SELECTED EXCERPT ::
=== Section Start ===
Figure 8. Evolution of the mrp Operon in Anaerolineaceae. The phylogenetic tree used in this illustration is the same as depicted in Figure 4. The mrp operon annotations for each genus showcase the arrangement of mrp subunits, with the coding sequences (CDSs) depicted in their actual order. The complete mrpABCDEFG operon (Group-1) is highlighted in red. The mrpA’CDEFG operon (Group-2) is represented in pink. The reduced mrpAD operon is depicted in violet. Light gray shading indicates genera where the operon appears to have been lost. Areas shaded in red represent thermophilic genera. As outgroups, Caldilineaceae members Litorilinea and Caldilinea are included.

Discussion

The phylum Chloroflexota constitutes a highly diverse and deeply branching lineage of bacteria. Currently, it is categorized into nine classes (Kochetkova et al., 2020; Yan et al., 2020; Palmer et al., 2023): Anaerolineae, Ardenticatenia, Caldilineae, Chloroflexia, Dehalococcoidia, Ktedonobacteria, Thermoflexia, Thermomicrobia, and a class-level SAR202 cluster of uncultured bacteria. Members of the Anaerolineaceae family exhibit a broad distribution in anaerobic environments, including marine sediments, deep hot aquifers, soils, and anaerobic digesters. Notably, this family has been frequently identified in full-scale anaerobic digesters, where it plays a crucial role in the fermentation of carbohydrates and proteinaceous material (Petriglieri et al., 2018).
=== Section End ===
LISTED RECORDS ::
=== Section Start ===
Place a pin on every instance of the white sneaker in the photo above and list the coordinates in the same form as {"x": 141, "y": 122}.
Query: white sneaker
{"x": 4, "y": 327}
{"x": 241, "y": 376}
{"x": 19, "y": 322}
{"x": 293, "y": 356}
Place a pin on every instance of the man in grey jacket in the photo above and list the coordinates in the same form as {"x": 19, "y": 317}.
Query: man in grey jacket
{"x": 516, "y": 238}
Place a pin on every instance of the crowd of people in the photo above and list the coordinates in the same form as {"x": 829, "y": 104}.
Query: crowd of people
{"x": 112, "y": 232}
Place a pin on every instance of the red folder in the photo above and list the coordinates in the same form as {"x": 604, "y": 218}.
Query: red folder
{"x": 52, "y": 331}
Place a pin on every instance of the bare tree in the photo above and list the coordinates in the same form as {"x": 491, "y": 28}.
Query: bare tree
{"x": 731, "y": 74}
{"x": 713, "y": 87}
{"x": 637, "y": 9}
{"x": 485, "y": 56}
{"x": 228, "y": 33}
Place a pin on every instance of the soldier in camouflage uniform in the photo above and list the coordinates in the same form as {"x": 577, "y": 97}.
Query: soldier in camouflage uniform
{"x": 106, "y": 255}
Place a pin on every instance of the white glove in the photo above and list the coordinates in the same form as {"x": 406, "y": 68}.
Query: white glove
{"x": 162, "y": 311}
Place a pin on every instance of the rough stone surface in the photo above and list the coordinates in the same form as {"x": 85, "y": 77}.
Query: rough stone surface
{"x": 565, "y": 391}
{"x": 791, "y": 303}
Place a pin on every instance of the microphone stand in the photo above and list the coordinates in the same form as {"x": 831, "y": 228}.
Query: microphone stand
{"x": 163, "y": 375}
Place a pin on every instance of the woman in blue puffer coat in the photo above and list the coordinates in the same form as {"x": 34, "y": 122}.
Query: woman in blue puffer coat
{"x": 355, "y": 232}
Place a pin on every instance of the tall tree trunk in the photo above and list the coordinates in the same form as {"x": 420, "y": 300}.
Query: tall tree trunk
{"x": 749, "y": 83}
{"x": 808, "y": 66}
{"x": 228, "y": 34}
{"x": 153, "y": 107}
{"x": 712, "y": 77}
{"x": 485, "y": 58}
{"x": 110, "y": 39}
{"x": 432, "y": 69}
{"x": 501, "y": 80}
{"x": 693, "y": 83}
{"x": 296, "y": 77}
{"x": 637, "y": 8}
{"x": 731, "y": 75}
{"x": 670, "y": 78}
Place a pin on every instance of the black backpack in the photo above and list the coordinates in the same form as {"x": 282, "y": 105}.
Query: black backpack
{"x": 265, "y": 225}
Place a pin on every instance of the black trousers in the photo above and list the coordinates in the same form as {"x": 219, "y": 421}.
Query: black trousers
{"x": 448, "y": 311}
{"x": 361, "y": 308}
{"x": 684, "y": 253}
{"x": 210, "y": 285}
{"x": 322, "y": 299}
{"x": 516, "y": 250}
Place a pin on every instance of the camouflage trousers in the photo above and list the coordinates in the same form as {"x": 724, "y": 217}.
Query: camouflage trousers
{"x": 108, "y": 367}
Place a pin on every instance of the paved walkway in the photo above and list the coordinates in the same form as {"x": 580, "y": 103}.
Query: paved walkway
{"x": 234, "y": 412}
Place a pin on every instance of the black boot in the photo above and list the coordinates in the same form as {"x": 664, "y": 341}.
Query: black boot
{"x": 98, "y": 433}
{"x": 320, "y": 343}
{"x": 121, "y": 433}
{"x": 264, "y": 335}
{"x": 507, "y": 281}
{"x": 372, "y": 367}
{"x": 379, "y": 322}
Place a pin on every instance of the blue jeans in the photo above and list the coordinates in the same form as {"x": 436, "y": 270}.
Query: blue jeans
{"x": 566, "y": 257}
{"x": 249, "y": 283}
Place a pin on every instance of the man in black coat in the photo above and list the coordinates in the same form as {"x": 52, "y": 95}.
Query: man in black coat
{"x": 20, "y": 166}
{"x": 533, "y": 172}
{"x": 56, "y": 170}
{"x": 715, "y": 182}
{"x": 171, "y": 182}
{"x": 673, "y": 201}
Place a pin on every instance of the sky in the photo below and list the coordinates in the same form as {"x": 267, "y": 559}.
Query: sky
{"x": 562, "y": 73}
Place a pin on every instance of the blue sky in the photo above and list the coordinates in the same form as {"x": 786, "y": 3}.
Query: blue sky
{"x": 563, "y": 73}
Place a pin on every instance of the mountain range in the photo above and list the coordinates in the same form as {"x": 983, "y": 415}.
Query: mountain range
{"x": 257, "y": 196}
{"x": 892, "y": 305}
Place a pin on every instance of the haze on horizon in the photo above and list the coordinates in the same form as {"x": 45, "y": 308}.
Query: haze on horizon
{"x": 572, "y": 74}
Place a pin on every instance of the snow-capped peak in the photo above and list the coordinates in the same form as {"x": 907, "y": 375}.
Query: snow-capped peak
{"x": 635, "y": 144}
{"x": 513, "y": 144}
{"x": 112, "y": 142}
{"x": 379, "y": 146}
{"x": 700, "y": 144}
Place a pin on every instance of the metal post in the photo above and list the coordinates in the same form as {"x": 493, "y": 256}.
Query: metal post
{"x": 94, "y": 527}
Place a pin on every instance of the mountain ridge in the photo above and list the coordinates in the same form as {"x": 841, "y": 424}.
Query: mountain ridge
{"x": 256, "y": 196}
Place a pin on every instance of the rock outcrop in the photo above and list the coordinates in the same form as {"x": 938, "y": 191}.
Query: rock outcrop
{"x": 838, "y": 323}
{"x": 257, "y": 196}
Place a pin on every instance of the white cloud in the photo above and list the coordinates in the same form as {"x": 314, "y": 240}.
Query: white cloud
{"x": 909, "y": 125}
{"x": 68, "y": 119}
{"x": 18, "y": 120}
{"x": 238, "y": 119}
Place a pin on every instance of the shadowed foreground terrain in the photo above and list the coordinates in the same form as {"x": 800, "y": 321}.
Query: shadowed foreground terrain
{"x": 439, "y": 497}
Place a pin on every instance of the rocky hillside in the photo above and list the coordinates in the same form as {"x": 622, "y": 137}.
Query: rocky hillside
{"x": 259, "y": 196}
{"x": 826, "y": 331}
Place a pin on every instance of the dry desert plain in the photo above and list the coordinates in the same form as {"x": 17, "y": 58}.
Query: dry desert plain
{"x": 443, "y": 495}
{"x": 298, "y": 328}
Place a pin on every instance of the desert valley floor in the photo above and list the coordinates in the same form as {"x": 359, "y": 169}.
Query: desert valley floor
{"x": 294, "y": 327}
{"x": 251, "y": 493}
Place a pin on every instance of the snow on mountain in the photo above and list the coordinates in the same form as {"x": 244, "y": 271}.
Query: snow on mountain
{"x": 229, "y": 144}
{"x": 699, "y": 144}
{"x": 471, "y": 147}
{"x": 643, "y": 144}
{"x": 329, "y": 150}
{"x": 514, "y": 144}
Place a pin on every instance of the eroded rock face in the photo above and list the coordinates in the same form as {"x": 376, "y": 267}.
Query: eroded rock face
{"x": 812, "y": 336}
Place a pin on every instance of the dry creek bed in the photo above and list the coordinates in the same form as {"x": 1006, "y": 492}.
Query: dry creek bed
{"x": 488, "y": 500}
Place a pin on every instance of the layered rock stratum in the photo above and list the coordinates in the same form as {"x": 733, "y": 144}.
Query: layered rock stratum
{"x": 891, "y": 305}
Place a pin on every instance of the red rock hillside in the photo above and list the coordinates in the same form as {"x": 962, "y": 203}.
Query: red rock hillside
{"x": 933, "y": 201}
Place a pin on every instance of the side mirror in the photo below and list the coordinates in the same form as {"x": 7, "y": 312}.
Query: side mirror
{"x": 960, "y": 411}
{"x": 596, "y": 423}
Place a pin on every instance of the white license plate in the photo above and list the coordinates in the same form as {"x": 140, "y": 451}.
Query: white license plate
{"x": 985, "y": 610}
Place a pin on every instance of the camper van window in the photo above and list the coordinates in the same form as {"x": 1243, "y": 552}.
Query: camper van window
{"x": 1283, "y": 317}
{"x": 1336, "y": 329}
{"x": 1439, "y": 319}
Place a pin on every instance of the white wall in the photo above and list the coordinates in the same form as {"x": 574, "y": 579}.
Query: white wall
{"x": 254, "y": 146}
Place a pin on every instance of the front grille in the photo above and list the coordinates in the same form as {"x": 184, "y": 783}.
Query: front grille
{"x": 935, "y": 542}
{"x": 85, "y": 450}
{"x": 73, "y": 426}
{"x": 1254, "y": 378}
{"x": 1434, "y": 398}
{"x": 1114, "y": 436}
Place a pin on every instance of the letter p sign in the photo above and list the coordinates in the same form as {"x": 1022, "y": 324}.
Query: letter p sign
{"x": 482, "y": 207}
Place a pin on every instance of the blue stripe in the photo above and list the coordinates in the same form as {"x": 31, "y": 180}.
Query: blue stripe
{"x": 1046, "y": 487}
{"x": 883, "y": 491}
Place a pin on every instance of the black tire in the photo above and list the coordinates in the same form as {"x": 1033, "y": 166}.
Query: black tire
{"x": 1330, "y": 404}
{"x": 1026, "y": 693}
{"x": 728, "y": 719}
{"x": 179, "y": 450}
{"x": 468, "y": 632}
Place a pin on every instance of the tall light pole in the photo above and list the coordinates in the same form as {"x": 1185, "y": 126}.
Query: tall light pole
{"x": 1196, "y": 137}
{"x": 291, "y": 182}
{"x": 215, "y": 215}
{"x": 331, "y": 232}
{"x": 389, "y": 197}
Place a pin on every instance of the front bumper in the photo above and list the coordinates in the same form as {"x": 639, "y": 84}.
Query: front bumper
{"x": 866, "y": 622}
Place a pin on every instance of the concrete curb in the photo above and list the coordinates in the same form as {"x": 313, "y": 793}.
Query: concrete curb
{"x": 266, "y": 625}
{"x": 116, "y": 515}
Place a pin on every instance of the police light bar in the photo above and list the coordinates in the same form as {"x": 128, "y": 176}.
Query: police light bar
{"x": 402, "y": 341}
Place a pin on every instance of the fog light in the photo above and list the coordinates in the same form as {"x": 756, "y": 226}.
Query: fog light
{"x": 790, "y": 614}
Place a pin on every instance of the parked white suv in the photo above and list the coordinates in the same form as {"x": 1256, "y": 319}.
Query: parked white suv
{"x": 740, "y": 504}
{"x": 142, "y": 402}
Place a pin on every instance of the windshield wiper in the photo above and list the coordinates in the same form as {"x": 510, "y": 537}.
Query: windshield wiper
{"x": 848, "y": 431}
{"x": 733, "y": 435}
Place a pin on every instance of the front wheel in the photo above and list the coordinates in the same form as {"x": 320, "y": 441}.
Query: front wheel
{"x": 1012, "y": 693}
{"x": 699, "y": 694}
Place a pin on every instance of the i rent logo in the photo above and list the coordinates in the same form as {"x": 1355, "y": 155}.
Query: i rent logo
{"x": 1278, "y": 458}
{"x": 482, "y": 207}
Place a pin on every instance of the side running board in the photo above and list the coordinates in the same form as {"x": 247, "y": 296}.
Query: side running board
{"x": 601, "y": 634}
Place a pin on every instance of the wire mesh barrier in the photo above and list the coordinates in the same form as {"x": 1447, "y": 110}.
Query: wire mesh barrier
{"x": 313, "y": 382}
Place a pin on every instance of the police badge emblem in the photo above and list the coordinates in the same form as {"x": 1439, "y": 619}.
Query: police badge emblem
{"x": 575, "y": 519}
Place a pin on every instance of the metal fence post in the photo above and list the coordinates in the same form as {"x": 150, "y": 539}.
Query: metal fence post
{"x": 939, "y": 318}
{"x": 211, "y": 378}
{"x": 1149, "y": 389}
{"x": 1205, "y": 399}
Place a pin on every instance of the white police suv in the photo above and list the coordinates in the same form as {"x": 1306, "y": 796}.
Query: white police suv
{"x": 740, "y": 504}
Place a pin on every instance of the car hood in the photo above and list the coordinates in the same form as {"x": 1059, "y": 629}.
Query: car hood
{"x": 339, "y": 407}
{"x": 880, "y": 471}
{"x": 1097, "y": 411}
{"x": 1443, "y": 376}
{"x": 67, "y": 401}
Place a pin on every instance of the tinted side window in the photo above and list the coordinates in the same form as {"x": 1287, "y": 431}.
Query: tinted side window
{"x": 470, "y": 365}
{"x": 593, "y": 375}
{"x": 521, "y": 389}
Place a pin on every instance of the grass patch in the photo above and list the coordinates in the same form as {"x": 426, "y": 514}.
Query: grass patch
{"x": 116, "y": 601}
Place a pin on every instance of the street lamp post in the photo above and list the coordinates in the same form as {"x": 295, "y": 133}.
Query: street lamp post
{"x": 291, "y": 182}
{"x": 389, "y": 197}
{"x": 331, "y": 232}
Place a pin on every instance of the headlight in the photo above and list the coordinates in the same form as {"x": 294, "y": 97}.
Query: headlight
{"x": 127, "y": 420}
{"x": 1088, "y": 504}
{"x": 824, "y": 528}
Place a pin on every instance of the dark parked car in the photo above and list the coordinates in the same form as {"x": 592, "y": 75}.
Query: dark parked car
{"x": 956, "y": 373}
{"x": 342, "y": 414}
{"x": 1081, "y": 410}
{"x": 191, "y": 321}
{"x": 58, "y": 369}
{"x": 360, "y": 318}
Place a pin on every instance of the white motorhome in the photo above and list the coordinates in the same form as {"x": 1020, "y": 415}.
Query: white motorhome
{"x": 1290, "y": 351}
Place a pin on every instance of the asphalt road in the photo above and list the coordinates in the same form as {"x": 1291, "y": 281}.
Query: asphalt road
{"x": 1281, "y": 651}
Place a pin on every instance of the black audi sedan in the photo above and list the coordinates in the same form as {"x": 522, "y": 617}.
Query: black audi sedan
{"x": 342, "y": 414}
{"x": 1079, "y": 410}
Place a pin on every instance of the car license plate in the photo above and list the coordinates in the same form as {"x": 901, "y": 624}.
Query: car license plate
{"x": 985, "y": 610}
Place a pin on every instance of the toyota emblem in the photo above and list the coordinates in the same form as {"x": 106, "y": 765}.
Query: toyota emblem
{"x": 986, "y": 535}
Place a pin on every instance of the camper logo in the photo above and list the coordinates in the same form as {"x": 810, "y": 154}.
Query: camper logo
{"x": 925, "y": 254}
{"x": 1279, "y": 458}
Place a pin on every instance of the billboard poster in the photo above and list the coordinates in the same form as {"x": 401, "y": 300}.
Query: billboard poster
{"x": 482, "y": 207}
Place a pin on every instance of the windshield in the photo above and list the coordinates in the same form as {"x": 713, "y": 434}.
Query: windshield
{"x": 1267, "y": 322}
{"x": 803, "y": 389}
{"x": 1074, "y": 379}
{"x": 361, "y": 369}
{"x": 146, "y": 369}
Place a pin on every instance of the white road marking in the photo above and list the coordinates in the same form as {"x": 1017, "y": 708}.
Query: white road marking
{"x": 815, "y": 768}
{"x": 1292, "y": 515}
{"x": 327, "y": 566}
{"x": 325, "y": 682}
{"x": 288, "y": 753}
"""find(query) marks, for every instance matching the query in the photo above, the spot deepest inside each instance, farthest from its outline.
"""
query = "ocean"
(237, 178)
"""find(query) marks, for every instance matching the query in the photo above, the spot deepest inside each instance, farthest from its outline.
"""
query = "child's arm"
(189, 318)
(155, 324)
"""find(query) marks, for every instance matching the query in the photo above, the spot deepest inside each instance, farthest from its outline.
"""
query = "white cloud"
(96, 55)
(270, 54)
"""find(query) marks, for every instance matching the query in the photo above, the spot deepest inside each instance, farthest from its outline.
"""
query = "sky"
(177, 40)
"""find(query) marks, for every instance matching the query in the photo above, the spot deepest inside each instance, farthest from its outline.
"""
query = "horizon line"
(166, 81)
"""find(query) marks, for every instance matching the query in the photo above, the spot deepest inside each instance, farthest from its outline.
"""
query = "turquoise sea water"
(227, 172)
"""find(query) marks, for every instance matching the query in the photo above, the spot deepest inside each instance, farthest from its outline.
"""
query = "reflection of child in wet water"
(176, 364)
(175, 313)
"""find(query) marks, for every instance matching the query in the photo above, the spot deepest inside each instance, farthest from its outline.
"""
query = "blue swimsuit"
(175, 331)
=== Section End ===
BRIEF :: In the excerpt on the mrp operon, which two Caldilineaceae members are included as outgroups? You can set the entries aside; they aren't used here.

EXERCISE ANSWER :: Litorilinea and Caldilinea.